TASK DETAILS: Number the lines from the one containing "Q: Identify one point on each instance of the sky." through the end of the records, both ends included, as a list of only those lines and with any blank lines left out.

EXCERPTED DATA:

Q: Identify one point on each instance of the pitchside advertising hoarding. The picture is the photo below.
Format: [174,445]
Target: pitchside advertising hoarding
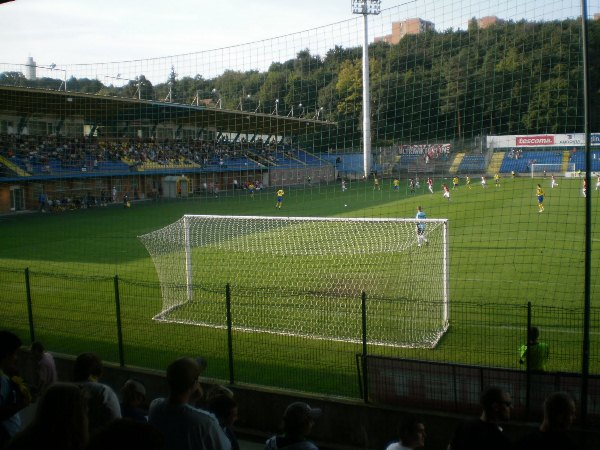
[541,140]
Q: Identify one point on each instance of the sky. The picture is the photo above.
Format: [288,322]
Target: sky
[92,31]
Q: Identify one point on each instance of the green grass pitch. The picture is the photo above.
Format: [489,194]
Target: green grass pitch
[503,253]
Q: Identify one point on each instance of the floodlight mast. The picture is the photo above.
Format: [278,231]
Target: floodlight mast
[366,8]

RESULT OF THIS TASK:
1. Q: Identify one point on each instance of the sky. The picture is the photo above.
2. Format: [288,322]
3. Target: sky
4. [92,31]
5. Q: Identify one point on each instance of the green grass pitch. The picture is the photo above.
6. Format: [489,194]
7. Target: green grass pitch
8. [503,253]
9. Q: Identify one point on each instance of the floodlight mast. The picture is the photo above.
10. Format: [278,231]
11. Target: floodlight mast
12. [366,8]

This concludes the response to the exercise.